═══ SUPPLIED MATERIAL
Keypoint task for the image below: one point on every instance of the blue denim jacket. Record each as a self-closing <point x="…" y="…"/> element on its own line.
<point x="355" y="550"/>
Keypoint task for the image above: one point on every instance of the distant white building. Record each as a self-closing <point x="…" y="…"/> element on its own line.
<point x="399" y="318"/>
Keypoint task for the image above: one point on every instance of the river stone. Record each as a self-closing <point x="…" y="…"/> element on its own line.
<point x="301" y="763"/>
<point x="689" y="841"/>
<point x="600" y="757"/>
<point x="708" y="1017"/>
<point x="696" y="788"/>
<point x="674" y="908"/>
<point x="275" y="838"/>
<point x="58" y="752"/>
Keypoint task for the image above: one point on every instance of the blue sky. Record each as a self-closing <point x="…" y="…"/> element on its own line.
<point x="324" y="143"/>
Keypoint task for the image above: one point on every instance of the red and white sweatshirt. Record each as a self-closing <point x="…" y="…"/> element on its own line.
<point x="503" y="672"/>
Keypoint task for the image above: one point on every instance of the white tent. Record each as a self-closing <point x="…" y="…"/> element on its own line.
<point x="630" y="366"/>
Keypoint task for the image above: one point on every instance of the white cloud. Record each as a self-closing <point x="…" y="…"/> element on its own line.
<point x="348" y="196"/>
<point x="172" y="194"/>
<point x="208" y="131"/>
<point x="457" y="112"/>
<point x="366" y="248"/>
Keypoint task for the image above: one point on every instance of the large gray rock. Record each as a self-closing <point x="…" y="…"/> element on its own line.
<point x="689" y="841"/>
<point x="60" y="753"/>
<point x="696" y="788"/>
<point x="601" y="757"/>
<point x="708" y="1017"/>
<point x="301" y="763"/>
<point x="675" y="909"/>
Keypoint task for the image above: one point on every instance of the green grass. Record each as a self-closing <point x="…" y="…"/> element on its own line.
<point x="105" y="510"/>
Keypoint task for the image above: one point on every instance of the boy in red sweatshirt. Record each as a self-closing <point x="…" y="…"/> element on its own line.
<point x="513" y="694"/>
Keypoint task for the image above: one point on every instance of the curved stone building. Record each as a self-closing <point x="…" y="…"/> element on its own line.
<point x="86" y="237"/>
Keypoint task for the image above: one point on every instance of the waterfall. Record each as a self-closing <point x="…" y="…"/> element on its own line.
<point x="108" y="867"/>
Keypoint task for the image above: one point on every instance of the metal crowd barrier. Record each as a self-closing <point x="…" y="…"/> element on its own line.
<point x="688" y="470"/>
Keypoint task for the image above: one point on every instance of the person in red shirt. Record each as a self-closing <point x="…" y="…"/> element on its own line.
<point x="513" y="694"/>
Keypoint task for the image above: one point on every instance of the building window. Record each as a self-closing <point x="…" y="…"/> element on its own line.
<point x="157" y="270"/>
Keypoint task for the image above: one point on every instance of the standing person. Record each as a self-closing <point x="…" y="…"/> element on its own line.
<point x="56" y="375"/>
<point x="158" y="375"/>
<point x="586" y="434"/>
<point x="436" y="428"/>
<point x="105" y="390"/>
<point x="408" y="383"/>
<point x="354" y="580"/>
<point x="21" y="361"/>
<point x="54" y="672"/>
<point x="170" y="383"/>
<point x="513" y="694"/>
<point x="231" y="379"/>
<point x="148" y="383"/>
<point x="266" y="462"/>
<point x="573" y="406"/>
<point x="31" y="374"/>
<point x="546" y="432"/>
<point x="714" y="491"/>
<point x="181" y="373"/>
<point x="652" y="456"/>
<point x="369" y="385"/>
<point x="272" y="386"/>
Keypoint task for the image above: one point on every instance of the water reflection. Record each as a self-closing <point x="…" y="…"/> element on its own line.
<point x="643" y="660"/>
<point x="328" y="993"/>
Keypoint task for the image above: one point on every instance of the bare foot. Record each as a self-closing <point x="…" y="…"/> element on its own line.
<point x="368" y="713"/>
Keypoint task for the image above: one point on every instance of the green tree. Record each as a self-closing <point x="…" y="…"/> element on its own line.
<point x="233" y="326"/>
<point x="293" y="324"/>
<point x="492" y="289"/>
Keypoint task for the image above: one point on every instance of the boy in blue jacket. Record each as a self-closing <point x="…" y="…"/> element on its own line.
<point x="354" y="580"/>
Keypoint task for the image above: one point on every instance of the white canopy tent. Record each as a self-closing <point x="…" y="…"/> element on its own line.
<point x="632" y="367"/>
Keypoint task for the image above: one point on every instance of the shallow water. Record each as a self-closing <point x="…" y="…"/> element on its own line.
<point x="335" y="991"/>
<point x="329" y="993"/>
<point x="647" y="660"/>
══════
§ **EXERCISE**: Line by line, transcribe the data exactly.

§ **ANSWER TO THIS PROBLEM**:
Keypoint task for the image below: one point on every instance of the blue denim jacket. Record each as a self-closing <point x="…" y="…"/> element on its own line.
<point x="355" y="550"/>
Keypoint task for the image above: one point on every instance of the distant white building. Record each as a self-closing <point x="…" y="…"/> element on its own line.
<point x="399" y="318"/>
Keypoint task for the image above: one point on every instance of the river stone. Record each as a self-closing <point x="…" y="…"/> element on its own line.
<point x="301" y="763"/>
<point x="689" y="841"/>
<point x="600" y="757"/>
<point x="708" y="1017"/>
<point x="696" y="788"/>
<point x="674" y="908"/>
<point x="275" y="838"/>
<point x="58" y="752"/>
Keypoint task for the image above: one point on every instance of the blue sky. Record each as a self-closing <point x="…" y="…"/> element on its own line.
<point x="324" y="143"/>
Keypoint task for the image above: one point on every instance of the red and white sweatshirt. Record each as a self-closing <point x="…" y="…"/> element on its own line.
<point x="503" y="672"/>
Keypoint task for the image above: one point on every instance of the white tent. Record each as a self-closing <point x="…" y="…"/> element on its own line.
<point x="630" y="366"/>
Keypoint task for the image above: one point on every instance of the white cloud. Record each as a self-closing <point x="…" y="…"/> element on its own line.
<point x="348" y="196"/>
<point x="172" y="194"/>
<point x="208" y="131"/>
<point x="457" y="112"/>
<point x="366" y="248"/>
Keypoint task for the image above: one point on every instance of the large gray rock. Record each as a self-closing <point x="…" y="…"/> element on its own line.
<point x="689" y="841"/>
<point x="60" y="753"/>
<point x="696" y="788"/>
<point x="601" y="757"/>
<point x="708" y="1017"/>
<point x="301" y="763"/>
<point x="675" y="909"/>
Keypoint task for the image above: one point on every instance of the green grass. Record each as a self-closing <point x="…" y="…"/> element on its own line.
<point x="105" y="510"/>
Keypoint task for the image above: one point on every instance of the boy in red sweatshirt. Record each as a self-closing <point x="…" y="…"/> element on its own line.
<point x="513" y="694"/>
Keypoint task for the image above: one point on every instance of the curved stone building. Record each as a self-closing <point x="…" y="…"/> element on its own line.
<point x="86" y="237"/>
Keypoint task for the image above: one point on every instance of the waterfall. Record each as a self-closing <point x="…" y="…"/> element on its own line.
<point x="108" y="867"/>
Keypoint task for the image above: one point on every instance of the metal crowd barrier. Record each as a self-closing <point x="…" y="…"/> element on its own line.
<point x="688" y="470"/>
Keypoint task for the image above: one point on every instance of the person in red shirt. Record each as a self-closing <point x="…" y="…"/> element on its own line.
<point x="513" y="694"/>
Keypoint task for the image above: one point on every instance of the building window. Record each as a self-closing <point x="…" y="…"/> element on its own line.
<point x="157" y="270"/>
Keypoint task for the image above: one point on every instance of the standing person. Record each as a self-closing <point x="…" y="…"/> element on its own line.
<point x="56" y="375"/>
<point x="158" y="375"/>
<point x="586" y="434"/>
<point x="436" y="428"/>
<point x="105" y="390"/>
<point x="408" y="383"/>
<point x="354" y="580"/>
<point x="21" y="361"/>
<point x="54" y="672"/>
<point x="170" y="383"/>
<point x="513" y="694"/>
<point x="231" y="379"/>
<point x="148" y="383"/>
<point x="266" y="462"/>
<point x="573" y="406"/>
<point x="31" y="374"/>
<point x="546" y="432"/>
<point x="714" y="491"/>
<point x="181" y="373"/>
<point x="652" y="456"/>
<point x="369" y="385"/>
<point x="272" y="386"/>
Keypoint task for the image above: one point on every instance of the water reflection. Record each as a self-closing <point x="…" y="…"/> element on its own line.
<point x="643" y="660"/>
<point x="328" y="993"/>
Keypoint task for the image above: one point on every instance of the bare foot. Record each as a self-closing <point x="…" y="…"/> element on its own line.
<point x="368" y="713"/>
Keypoint task for the image above: one point on every instance of the green tree. Record each as a self-closing <point x="…" y="…"/> element on its own line.
<point x="233" y="326"/>
<point x="293" y="324"/>
<point x="492" y="289"/>
Keypoint task for the image above: one point on every instance of the boy in blue jacket. Record each as a self-closing <point x="…" y="…"/> element on its own line.
<point x="354" y="580"/>
Keypoint task for the image above: one point on every instance of the white canopy tent. Record each as a self-closing <point x="…" y="…"/> element on its own line.
<point x="632" y="367"/>
Keypoint task for the image above: one point on every instance of the shallow water. Record each as a self-closing <point x="…" y="…"/> element on its own line.
<point x="335" y="991"/>
<point x="329" y="993"/>
<point x="647" y="660"/>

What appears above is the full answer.